▶ WRITTEN TASK
Output every line of the records below as a JSON list of strings, with one string per line and blank lines omitted.

▶ PROVIDED DATA
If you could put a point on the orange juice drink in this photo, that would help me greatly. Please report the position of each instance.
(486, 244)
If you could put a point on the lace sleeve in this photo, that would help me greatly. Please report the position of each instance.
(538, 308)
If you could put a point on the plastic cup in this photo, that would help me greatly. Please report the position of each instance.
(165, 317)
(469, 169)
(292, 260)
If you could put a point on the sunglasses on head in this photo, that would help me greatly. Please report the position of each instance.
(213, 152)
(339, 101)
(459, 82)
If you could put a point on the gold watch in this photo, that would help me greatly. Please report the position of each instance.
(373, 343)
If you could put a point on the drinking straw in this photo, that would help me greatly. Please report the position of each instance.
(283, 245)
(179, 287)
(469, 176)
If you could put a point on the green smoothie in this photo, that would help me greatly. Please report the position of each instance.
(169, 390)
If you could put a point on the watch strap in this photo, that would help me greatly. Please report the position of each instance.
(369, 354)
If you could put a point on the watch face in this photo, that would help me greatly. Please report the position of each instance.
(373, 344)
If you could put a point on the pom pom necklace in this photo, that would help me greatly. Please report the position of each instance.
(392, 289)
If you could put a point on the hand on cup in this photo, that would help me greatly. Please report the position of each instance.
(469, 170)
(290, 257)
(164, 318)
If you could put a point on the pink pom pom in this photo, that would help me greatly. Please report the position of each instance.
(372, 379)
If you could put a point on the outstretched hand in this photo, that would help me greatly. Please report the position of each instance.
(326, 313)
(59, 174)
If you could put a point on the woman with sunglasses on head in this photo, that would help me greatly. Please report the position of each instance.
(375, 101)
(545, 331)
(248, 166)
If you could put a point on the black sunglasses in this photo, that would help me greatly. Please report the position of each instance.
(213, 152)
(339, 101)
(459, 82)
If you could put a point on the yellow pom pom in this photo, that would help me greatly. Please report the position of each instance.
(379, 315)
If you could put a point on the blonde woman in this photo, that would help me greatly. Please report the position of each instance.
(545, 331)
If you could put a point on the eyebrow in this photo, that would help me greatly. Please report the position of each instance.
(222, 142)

▶ PROBLEM SOLUTION
[
  "If you could put a point on the orange juice drink in this photo, that would help me greatly. Please report the position of each instance.",
  "(486, 244)",
  "If you could put a point on the lace sleeve in this photo, that would help me greatly. Please report the position of each instance.",
  "(538, 308)",
  "If you could put a point on the plastic cup in this photo, that would help me greatly. Please report the position of each instance.",
  "(165, 317)",
  "(469, 169)",
  "(292, 260)",
  "If you could put a point on the sunglasses on head in this photo, that would help me greatly. Please report the position of each instance.",
  "(213, 152)",
  "(339, 101)",
  "(459, 82)",
  "If you could put a point on the gold watch in this photo, that would help me greatly. Please report the position of each instance.",
  "(373, 343)",
  "If you could put a point on the drinking straw in this photo, that would help me greatly. Please report the position of each instance.",
  "(283, 245)",
  "(179, 287)",
  "(469, 176)",
  "If you could put a point on the green smoothie in this photo, that would help me greatly. Please report the position of each instance.",
  "(169, 390)",
  "If you could put a point on the watch strap in this photo, that would help me greatly. Please report the position of each instance.",
  "(369, 354)",
  "If you could put a point on the watch face in this photo, that would help me greatly. Please report the position of each instance.",
  "(373, 344)",
  "If you could put a point on the pom pom necklace in this photo, that would help me greatly. Please report the position of each instance.",
  "(392, 289)",
  "If you could put a point on the hand on cup in this photo, that would help me greatly. Please report the position of each instance.",
  "(469, 170)",
  "(290, 257)",
  "(164, 318)",
  "If you could put a point on the pink pom pom in this photo, that would help me greatly. Please report the position of each instance.",
  "(372, 379)",
  "If you could put a point on the outstretched hand in this photo, that would help me greatly. Please report the position of each instance.",
  "(326, 313)",
  "(59, 174)",
  "If you could put a point on the woman with sunglasses on head in this photo, that would help me greatly. Please report the position of each instance.",
  "(375, 101)",
  "(545, 331)",
  "(248, 166)",
  "If you could put a point on the black sunglasses in this photo, that would help me greatly. Please report the position of each instance.",
  "(213, 152)",
  "(339, 101)",
  "(459, 82)",
  "If you could put a point on the yellow pom pom in this photo, that would help me greatly. Please report the position of each instance.",
  "(379, 315)",
  "If you could put a point on the blonde woman in this photo, that would help me greatly. Please report the position of each instance.",
  "(545, 331)",
  "If you could put a point on the eyebrow in this photo, that would help me greatly. Please report the position of each instance.",
  "(222, 142)"
]